Assignment
Carry the Taicang Senior High School passage forward, starting right after its last sentence.

Document segment
━━━━

Although now the inside devices are not very complete, the school has noticed the defect and is taking actions to make up. In 2011， it issued the public bidding announcement about purchasing of digital lab equipment for its new campus.

=== Stadium ===
Taicang Senior High School does not only pay attention to the students' grades, but also share much attention to students' physical health. Insisting on the above principle, it organized various types of sports activities, such as school sports game, basketball and football competitions. When the national students sports program, "Sunny sport" was launched throughout hundreds of millions of students from primary, middle schools and universities in China, Taicang Senior High School was heeding the call of country and actively participated in this national game. In 2009, due to the school's outstanding performance in this field, it was conferred with the title of "Sunny Sport Advanced Unit". As the school intensifies its work of sports activities, a modern stadium is gradually improved. Inside the stadium, it has specialized basketball, badminton courts and tennis table rooms. The basketball court is quite big and the auditorium is set at the both sides of it. So many basketball competition were carried out in this stadium.

== Achievements ==
The following table briefly introduces several crucial awards achieved by Taicang senior high school in recent years.

━━━━

Data under study

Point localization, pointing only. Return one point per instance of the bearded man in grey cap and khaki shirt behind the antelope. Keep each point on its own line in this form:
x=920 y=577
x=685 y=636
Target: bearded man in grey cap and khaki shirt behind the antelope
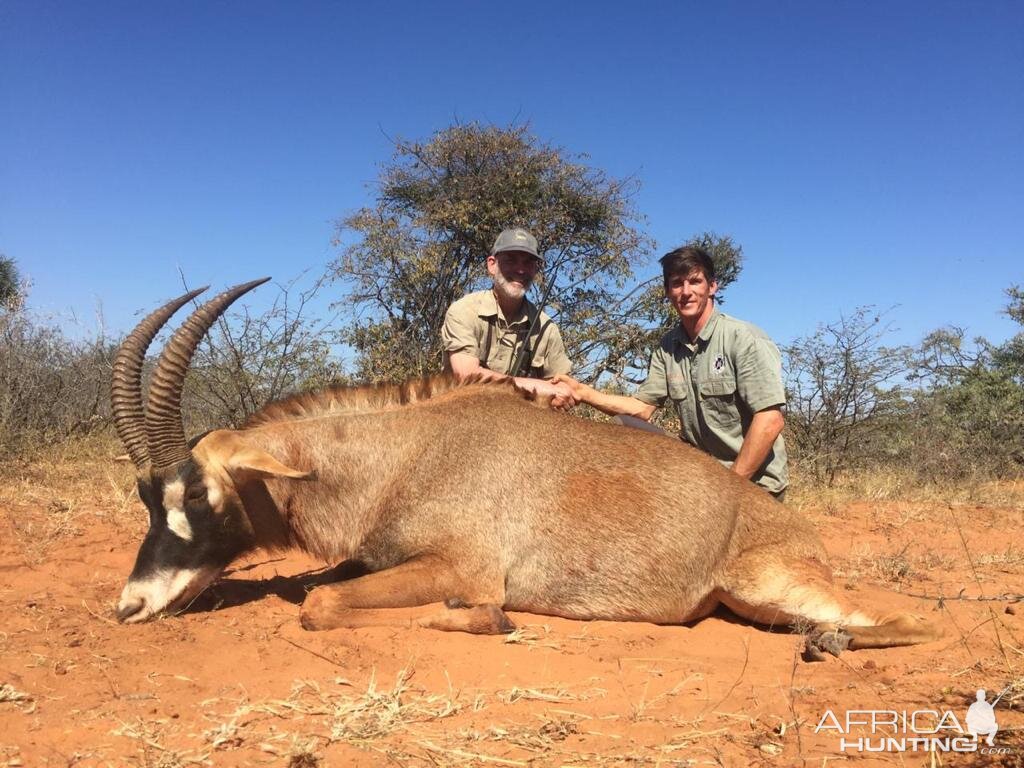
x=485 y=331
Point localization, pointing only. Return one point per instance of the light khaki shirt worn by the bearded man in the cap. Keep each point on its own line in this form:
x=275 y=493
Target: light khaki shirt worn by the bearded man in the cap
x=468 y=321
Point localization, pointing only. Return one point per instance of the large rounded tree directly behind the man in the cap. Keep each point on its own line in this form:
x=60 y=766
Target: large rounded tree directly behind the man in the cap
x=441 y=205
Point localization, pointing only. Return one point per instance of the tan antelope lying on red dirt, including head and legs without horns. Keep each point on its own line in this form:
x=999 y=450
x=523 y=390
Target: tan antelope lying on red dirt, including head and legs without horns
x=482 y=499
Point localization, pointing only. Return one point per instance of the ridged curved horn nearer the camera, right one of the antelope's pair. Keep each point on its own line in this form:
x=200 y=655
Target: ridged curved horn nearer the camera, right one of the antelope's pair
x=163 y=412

━━━━

Output for this exercise
| Date | Awarded object | Competition | Award |
|---|---|---|---|
| 2011 | School Union |  | be conferred as 2010 municipal "School Union" advanced unit |
| 2011 | school library | the third municipal competition of library websites | the first prize |
| 2011 | school | the 2010 assessment of comprehensive education quality | the first prize |
| 2011 | school |  | be awarded as 2008–2010 Taicang civilized unit |
| 28 June 2011 | school | the Taicang Red Song Concert for celebrating the 90th Anniversary of Chinese Communist Party | the first prize |
| 2010 | school |  | the 2009 Taicang Peaceful School |
| 2010 | school |  | Provincial Healthy Improving School |

More awards at or above the city level in the recent five years.

== Alumni and Alumnae ==
Take the 2008 college entrance examination for example. In 2008, the pattern of college entrance examination was suddenly changed a lot, which brought about big challenges for both teachers and graduating examinees. But Taicang senior high still finally handed out a satisfactory result. One student gained Suzhou Lee Tsung-Dao Scholarship and among the whole Suzhou city only six students gained this honour. Sixty-four students' college entrance examination scores ranked the top 10,000 among the provincial over 500,000 examinees. Altogether 466 students were admitted to key universities at or above two lines. Another eight students were admitted to art universities.

== Foreign Exchange ==
- Woodbridge School in England.
- University of Missouri in America.
- Summer Camp.
- Exchange student.
- International student.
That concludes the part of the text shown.